Several revelations surfaced. More industry pros are worrying about the level of sublease office space on the market. Also, looking to the future, Mark Beffort, managing partner at Grubb & Ellis/Levy Beffort, has been hired by the city to acquire land for the long-term “Core to Shore” project development south of downtown.
Ben Johnson: First and foremost, there is a lot of attention on Devon Energy’s new corporate tower. Is that the most important dynamic happening now with OKC’s office market? Or is there something else?
Mark Beffort: Obviously Devon is the story for downtown and will be for the next five years. But if you want to talk about possible change, Chesapeake Energy has probably been the best corporate citizen that we’ve had over the last five years. And they’ve had a dramatic impact on the real estate market and the suburban market, not just in the 63 rd Street and Western area (where the company recently completed a new headquarters campus) but outside that.
The thing that scares me the most is natural gas prices. If the current pricing of $3.60-3.80 [per million btu] continues, which I believe it will, over the next six to nine months, there is going to be a lot of change and I’m not sure it will be for the better.
From a positive standpoint, we still have activity but not as much as we’ve had. I don’t see rental rates decreasing significantly unless we have a large unforeseen happening. Occupancies will continue to hover where they are for the next two to three years. I also don’t think we’ll see a lot of new construction in office.
● ● ● ● ●
In the interview on Oklahoma City's office market, what does Mark Beffort say scares him the most?

[Recorded data]
● ● ● ● ●
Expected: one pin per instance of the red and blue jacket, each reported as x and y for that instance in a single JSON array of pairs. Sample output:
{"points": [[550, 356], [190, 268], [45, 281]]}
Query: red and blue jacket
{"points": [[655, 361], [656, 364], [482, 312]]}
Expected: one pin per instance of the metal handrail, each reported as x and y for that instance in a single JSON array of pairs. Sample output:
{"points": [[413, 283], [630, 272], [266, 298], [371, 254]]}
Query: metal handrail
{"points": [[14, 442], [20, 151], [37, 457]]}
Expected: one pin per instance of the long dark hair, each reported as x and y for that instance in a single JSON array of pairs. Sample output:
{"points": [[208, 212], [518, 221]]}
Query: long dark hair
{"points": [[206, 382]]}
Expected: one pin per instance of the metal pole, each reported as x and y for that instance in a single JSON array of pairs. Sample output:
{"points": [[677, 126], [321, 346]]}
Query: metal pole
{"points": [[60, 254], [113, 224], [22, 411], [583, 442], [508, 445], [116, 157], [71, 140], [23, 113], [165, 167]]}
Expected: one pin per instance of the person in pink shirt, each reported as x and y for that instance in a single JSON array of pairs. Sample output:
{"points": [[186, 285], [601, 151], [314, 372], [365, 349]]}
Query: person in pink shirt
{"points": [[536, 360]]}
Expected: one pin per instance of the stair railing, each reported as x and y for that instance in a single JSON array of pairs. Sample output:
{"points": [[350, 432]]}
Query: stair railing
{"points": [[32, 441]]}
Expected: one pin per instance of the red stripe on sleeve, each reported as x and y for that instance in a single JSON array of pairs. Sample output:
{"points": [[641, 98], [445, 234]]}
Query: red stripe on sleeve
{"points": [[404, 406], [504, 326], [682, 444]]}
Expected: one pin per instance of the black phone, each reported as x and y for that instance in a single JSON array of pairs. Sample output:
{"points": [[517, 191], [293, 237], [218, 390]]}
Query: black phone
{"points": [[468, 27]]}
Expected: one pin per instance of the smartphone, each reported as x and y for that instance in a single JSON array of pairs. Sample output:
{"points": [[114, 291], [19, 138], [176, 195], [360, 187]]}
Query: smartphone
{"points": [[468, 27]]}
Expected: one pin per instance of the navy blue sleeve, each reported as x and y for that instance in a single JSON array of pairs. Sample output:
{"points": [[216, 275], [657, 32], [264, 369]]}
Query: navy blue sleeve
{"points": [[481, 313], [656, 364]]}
● ● ● ● ●
[CORRECT RESULT] Natural gas prices.